*TO DO*
From the line containing "Practice step: locate the window" to the end of the entries, return every line exactly, both ends included, and add nothing.

────────

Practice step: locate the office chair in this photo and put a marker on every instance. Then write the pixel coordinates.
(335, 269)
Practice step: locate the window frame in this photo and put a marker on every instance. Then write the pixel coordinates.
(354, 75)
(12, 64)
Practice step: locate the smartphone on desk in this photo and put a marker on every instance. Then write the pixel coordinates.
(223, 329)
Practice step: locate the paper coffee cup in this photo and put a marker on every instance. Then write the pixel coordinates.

────────

*SOLUTION TO THIS EXERCISE*
Practice step: locate the window frame in this photo and put a marker on every instance. Then write the pixel coordinates.
(354, 75)
(12, 64)
Practice step: locate the smartphone on desk in this photo and put a marker on every instance. Then write the pixel coordinates.
(223, 329)
Practice step: locate the paper coffee cup in this photo and put a marker on every instance. Then write the pixel coordinates.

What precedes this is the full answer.